-- BEGIN Listed entries --
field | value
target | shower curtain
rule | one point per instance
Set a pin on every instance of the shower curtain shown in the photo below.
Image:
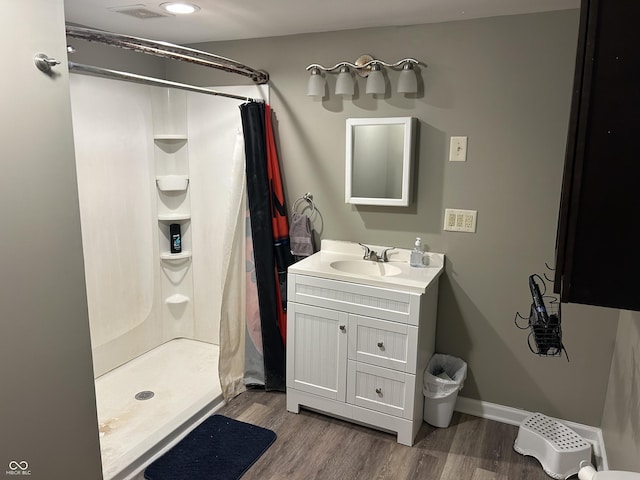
(233, 307)
(270, 237)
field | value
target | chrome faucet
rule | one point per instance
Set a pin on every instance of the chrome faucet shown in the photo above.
(373, 256)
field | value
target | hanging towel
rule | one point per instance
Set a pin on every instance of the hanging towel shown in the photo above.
(300, 235)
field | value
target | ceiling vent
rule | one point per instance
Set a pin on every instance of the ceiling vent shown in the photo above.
(139, 11)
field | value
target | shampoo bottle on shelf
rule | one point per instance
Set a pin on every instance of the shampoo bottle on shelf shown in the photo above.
(417, 254)
(176, 238)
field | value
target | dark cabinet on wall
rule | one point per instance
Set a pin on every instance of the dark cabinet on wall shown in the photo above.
(598, 243)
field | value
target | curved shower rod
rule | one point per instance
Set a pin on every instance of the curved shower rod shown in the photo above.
(167, 50)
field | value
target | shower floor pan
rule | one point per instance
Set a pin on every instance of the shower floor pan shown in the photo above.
(176, 385)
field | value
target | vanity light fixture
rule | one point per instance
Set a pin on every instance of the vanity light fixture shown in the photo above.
(367, 67)
(181, 8)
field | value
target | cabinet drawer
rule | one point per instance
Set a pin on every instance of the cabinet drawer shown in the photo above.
(380, 389)
(386, 344)
(348, 297)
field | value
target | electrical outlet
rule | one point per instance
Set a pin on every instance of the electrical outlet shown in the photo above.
(458, 149)
(456, 220)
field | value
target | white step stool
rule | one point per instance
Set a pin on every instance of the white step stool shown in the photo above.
(558, 448)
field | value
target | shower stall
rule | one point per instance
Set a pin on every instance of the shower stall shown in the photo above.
(147, 158)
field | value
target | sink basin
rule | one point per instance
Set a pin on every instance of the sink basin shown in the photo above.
(366, 267)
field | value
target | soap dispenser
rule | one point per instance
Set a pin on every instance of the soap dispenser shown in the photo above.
(417, 254)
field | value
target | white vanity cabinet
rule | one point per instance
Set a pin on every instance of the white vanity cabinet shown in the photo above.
(359, 352)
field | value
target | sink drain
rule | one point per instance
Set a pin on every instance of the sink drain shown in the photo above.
(144, 395)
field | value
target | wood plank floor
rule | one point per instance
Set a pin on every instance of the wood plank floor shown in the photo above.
(314, 446)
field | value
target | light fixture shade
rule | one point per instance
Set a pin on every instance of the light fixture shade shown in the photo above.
(315, 86)
(375, 80)
(407, 81)
(344, 83)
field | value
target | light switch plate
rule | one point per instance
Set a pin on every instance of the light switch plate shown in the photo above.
(458, 149)
(456, 220)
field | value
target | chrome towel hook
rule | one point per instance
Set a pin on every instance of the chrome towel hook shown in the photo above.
(45, 63)
(307, 197)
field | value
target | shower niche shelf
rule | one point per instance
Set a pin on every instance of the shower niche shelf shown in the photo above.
(173, 216)
(173, 196)
(172, 183)
(170, 137)
(168, 256)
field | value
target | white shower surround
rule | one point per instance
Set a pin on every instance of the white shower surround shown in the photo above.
(113, 136)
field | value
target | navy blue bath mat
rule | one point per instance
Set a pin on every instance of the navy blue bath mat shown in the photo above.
(220, 448)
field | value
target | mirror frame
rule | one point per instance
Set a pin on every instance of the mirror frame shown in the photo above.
(407, 161)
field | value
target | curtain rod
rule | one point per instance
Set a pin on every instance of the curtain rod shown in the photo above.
(168, 50)
(133, 77)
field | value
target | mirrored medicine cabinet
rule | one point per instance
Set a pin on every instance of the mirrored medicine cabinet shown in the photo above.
(379, 160)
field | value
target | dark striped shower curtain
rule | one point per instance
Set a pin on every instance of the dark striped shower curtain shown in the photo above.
(270, 238)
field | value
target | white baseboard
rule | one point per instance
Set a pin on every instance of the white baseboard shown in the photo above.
(515, 416)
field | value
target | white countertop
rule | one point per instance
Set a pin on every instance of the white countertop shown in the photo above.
(409, 279)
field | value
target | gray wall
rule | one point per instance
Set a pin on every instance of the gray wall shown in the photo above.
(621, 416)
(505, 82)
(47, 400)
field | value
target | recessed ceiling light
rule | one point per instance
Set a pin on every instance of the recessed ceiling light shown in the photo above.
(180, 7)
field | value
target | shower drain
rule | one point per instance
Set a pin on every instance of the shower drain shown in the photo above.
(144, 395)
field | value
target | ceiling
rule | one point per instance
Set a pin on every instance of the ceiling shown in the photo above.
-- END Listed entries --
What needs to be done:
From the rows above, extract every line that contains the word "cabinet".

Full solution:
target | dark cabinet on wall
Set a pin on every instance of the dark cabinet on wall shown in the photo above.
target | cabinet drawer
Set a pin on every instance of the cabinet drawer shown in the photo above.
target | white vanity cabinet
Set a pin on every instance of the white vanity cabinet shown in the photo above.
target | mirrored medicine cabinet
Set a pin on every instance of the mirrored medicine cabinet shown in the photo above.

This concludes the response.